• To-do list
**a)** Revise the passage on Klippel from "While in London, he" to "meeting André Breton.", putting "Australian expatriates" in place of "expatriate Australians".
**b)** Name every object that the passage on Klippel lists as a subject of the analytical diagrams in his notebooks.

• Excerpted passage
Klippel's work commonly utilized an extraordinary diversity of junk materials: wood, stone, plastic toy kits, wooden pattern parts, typewriter machinery, industrial piping and machine parts, as well as bronze, silver, oils, photography, collage and paper. He is also notable for the great diversity of scale of his work, from intricate whimsical structures in metal to the large wooden assemblages of the 1980s. His mature work was usually untitled, being distinguished by simple number sequences.






 While in London, he met other expatriate Australians including the surrealist painter James Gleeson. The two collaborated on several works, including Madame Sophie Sesostoris (1947–48), a Pre-Raphaelite satire, combining Klippel's sculpture with Gleeson's painting. For a time, Klippel embraced the surrealist ethic, exhibiting at a major surrealist show and meeting André Breton.
During his time in London, he began a series of drawings and filled his notebooks with analytical diagrams of organic and mechanical objects, everything from screws and cogs to insects and shells, and making detailed drawings of the anthropomorphic forms used by artists such as Henry Moore and Pablo Picasso. Whereas Moore had related the human figure to the forms of nature, Klippel set out to relate the forms of nature to the shapes and forms of machinery in an industrial society. He made the statement that he wished "to seek the inter-relationship between the cogwheel and the bud."

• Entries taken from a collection
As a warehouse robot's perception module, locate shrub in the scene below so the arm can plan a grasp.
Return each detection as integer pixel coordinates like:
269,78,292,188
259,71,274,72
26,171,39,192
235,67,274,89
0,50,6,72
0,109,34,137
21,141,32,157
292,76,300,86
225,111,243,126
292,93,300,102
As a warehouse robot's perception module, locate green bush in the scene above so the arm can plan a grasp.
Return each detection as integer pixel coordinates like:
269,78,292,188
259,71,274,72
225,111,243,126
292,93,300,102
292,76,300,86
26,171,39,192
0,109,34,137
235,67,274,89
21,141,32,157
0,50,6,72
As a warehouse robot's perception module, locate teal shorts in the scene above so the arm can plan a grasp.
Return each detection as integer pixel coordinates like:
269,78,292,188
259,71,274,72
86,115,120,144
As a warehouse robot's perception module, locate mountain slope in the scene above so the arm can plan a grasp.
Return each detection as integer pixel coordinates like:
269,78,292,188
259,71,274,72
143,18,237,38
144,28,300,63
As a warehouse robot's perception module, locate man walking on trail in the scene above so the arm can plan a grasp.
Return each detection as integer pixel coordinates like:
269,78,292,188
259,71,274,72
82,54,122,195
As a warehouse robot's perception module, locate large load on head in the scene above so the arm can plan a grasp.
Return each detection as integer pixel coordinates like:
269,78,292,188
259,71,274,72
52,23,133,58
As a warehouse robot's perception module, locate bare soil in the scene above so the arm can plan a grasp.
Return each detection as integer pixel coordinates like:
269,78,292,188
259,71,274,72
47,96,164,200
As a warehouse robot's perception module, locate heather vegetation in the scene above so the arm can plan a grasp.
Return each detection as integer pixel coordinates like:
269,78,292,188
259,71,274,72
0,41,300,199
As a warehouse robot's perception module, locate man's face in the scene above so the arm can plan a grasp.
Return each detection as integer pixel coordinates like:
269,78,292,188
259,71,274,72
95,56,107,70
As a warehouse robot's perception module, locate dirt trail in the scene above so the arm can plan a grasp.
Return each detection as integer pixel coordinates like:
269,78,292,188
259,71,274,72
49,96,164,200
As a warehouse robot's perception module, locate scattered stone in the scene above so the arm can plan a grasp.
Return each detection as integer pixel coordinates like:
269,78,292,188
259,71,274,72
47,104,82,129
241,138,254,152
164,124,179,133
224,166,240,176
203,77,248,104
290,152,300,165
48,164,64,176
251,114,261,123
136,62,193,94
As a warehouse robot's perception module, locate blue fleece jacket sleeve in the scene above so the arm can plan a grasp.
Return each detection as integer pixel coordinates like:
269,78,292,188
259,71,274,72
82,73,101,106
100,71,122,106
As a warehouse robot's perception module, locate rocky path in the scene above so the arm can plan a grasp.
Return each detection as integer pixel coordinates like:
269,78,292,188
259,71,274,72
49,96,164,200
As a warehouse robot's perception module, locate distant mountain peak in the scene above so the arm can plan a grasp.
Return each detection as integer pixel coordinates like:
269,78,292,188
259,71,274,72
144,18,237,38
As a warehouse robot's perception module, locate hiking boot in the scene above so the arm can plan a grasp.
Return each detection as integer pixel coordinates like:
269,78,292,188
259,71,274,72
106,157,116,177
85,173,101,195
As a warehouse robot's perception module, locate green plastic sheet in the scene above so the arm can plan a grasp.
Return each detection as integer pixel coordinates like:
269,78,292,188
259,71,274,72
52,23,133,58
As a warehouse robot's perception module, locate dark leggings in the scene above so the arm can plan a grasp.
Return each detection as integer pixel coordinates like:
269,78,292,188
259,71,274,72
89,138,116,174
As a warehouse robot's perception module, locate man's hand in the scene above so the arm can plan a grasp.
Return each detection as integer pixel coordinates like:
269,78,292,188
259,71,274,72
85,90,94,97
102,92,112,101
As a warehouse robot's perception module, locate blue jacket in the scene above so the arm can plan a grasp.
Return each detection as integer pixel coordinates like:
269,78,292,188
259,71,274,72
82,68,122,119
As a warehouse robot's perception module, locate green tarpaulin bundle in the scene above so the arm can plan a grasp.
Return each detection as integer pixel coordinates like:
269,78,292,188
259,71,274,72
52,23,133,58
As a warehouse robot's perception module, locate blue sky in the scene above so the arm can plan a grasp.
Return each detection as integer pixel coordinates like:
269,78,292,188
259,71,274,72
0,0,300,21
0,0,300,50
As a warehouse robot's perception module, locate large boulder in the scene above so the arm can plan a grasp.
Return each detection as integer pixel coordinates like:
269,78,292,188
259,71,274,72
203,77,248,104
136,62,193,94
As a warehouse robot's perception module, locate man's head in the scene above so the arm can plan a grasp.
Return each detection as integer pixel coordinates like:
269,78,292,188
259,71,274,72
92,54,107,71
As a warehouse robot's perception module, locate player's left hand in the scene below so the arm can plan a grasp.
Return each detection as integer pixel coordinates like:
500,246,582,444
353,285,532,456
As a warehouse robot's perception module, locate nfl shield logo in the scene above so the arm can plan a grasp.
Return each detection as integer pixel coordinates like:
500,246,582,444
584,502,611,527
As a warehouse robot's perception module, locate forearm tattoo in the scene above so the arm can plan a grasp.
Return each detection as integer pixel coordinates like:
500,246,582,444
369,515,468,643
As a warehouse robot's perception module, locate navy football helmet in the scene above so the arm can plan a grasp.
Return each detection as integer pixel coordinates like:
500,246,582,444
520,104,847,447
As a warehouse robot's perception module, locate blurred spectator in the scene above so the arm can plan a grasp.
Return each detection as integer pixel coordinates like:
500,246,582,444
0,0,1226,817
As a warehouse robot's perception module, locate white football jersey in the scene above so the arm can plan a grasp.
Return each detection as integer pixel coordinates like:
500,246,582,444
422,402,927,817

• Outputs in order
**a)**
While in London, he met other Australian expatriates including the surrealist painter James Gleeson. The two collaborated on several works, including Madame Sophie Sesostoris (1947–48), a Pre-Raphaelite satire, combining Klippel's sculpture with Gleeson's painting. For a time, Klippel embraced the surrealist ethic, exhibiting at a major surrealist show and meeting André Breton.

**b)** Screws, cogs, insects and shells.